# ASSIGNMENT:
Please write out each entry exactly as it appears.

# WORKING DATA:
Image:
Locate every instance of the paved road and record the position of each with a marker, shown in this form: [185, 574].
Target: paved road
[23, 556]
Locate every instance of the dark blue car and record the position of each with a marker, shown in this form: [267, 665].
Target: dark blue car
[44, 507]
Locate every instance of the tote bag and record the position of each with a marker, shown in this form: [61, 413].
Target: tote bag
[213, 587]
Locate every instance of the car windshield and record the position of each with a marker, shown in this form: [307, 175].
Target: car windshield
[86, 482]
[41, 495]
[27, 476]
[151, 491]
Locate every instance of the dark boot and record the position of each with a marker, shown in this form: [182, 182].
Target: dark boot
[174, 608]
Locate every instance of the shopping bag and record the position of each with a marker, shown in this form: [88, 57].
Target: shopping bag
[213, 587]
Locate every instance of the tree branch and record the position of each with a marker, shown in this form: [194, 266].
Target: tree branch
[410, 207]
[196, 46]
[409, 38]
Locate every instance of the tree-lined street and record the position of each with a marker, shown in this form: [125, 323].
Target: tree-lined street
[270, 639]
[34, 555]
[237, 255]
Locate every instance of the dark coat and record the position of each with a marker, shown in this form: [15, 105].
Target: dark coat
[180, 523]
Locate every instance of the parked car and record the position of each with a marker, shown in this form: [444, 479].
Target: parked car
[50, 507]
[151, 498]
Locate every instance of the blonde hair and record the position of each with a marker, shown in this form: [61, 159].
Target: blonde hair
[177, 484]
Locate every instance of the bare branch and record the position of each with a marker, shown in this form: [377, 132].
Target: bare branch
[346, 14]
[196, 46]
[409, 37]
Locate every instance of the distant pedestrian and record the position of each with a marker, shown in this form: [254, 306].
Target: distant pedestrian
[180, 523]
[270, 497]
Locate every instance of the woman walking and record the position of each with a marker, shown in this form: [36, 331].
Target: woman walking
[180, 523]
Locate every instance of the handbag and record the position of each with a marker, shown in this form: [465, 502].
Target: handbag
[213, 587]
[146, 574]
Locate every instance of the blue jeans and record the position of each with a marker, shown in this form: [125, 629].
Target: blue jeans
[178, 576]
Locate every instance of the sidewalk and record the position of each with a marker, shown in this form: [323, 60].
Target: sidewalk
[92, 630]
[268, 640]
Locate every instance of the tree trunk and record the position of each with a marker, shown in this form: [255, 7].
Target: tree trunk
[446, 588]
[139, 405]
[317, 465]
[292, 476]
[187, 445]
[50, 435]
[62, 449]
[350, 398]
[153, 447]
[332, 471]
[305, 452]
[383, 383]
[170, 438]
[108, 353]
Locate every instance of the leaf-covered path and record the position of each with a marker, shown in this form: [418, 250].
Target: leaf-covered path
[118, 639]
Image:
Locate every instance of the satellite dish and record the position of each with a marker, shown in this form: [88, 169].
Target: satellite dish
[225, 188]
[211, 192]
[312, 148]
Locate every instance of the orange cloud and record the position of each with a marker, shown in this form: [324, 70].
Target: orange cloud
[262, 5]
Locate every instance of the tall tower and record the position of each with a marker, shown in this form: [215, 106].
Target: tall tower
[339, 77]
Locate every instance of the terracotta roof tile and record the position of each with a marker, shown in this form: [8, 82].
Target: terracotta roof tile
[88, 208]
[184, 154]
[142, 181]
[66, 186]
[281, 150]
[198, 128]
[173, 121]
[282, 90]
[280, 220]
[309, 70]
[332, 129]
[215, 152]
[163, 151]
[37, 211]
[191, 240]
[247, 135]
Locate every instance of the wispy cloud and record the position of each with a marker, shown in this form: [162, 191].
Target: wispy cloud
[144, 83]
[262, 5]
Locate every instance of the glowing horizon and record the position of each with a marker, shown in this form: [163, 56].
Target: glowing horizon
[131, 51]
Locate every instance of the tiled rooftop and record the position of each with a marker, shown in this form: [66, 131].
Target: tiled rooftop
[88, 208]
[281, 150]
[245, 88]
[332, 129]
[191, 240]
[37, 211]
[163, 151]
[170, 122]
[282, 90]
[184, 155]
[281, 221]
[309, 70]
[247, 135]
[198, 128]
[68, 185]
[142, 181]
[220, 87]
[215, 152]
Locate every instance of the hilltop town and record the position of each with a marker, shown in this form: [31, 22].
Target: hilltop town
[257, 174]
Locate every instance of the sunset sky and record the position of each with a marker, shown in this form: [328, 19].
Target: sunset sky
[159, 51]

# ANSWER FOR THIS EXERCISE:
Image:
Locate every instance of the paved road and record the position of each with a marker, shown in this form: [185, 574].
Target: paved road
[23, 556]
Locate every instance of the dark blue car and record the position of each with a marker, shown in this form: [267, 665].
Target: dark blue car
[44, 507]
Locate every instance of the tote bag and record the position of each with a marker, shown in this form: [61, 413].
Target: tote bag
[213, 587]
Locate every instance of the car windshield and record the position of each with a marker, shown in this form: [307, 175].
Target: car windshield
[86, 482]
[41, 495]
[27, 476]
[151, 491]
Locate every instance of the dark boot and record the position of each with a marker, shown in this form: [182, 182].
Target: dark boot
[174, 608]
Locate every instance of the shopping bag and record the position of each with a marker, shown in this form: [88, 57].
Target: shopping bag
[213, 587]
Locate every instance of the tree branch and record the position of each with a marker, shown in this form: [194, 266].
Target: tree branch
[410, 207]
[196, 46]
[409, 38]
Locate every instance of the tree-lined street and record the position of each with a marker, shown in this form: [125, 323].
Target: tree-lined street
[270, 639]
[34, 555]
[237, 255]
Locate every instance of the dark coat and record the position of each with a marker, shown in this form: [15, 105].
Target: dark coat
[180, 523]
Locate every instance of the parked car and record the position of each with a marker, shown in this form: [444, 479].
Target: parked car
[50, 507]
[151, 498]
Locate every instance of the blonde hair and record the position of each with a marker, shown in this form: [61, 159].
Target: blonde hair
[177, 484]
Locate every instance of the bare branch and record the position of each with a marker, shown in this form: [377, 132].
Target: bare branch
[346, 14]
[196, 46]
[409, 37]
Locate every instance of the distant pedestrian and record the position of each with a marker, shown in this form: [254, 306].
Target: distant pedestrian
[180, 523]
[270, 497]
Locate every instance of the woman walking and record the position of each with a marker, shown in this form: [36, 331].
Target: woman walking
[180, 523]
Locate every instance of the handbag and record the position of each with a marker, shown in this form: [465, 502].
Target: handbag
[213, 587]
[146, 574]
Locate every instance of the blue jeans and record the position of each with a marker, shown in this form: [125, 629].
Target: blue jeans
[178, 576]
Locate every instance of the sidewalk and record the position of each with a marker, shown in this form: [323, 60].
Target: sidewalk
[92, 630]
[268, 640]
Locate every instance of the tree trunk and record the position of each with a marker, shown in this form: [255, 7].
Target: tree trunk
[446, 588]
[139, 405]
[317, 465]
[292, 476]
[187, 445]
[50, 435]
[62, 449]
[350, 398]
[153, 447]
[332, 471]
[305, 452]
[383, 383]
[170, 438]
[108, 353]
Locate every instance of the leaf-covered path and record the position of each with a marker, shown in this form: [418, 250].
Target: leaf-covered path
[118, 639]
Image:
Locate every instance of the satellite dish and record the position of each with a marker, shown in this form: [88, 169].
Target: satellite dish
[225, 188]
[211, 192]
[312, 148]
Locate every instance of the orange cloud and record the position of each with a marker, shown in this form: [324, 70].
Target: orange cloud
[262, 5]
Locate every instance of the tall tower and record the position of each with a marker, shown in this form: [215, 106].
Target: tall tower
[339, 77]
Locate every instance of the terracotta roof tile and record the position of each with a marker, shown in this form: [8, 82].
Target: terracotta roof tile
[88, 208]
[184, 154]
[142, 181]
[66, 186]
[281, 150]
[198, 128]
[173, 121]
[282, 90]
[280, 220]
[309, 70]
[332, 129]
[215, 152]
[163, 151]
[37, 211]
[191, 240]
[247, 135]
Locate every instance of the wispy cloud and record the position of each with a marker, shown in this form: [162, 191].
Target: wispy cloud
[144, 83]
[262, 5]
Locate every instance of the glowing horizon and record the position of each with a marker, shown in this form: [163, 56].
Target: glowing horizon
[131, 51]
Locate every instance of the tiled rooftop and record the position of each with a marker, shown in this form: [66, 131].
Target: tiled rooftop
[88, 208]
[281, 150]
[245, 88]
[332, 129]
[191, 240]
[37, 211]
[163, 151]
[170, 122]
[282, 90]
[184, 155]
[281, 221]
[309, 70]
[247, 135]
[198, 128]
[68, 185]
[142, 181]
[220, 87]
[215, 152]
Locate every instance of the hilltop town and record the position of each with a marker, shown in this form: [31, 22].
Target: hilltop town
[257, 174]
Locate every instance of the sunset sky and record the position of each with a marker, shown in this form: [328, 19].
Target: sunset sky
[159, 51]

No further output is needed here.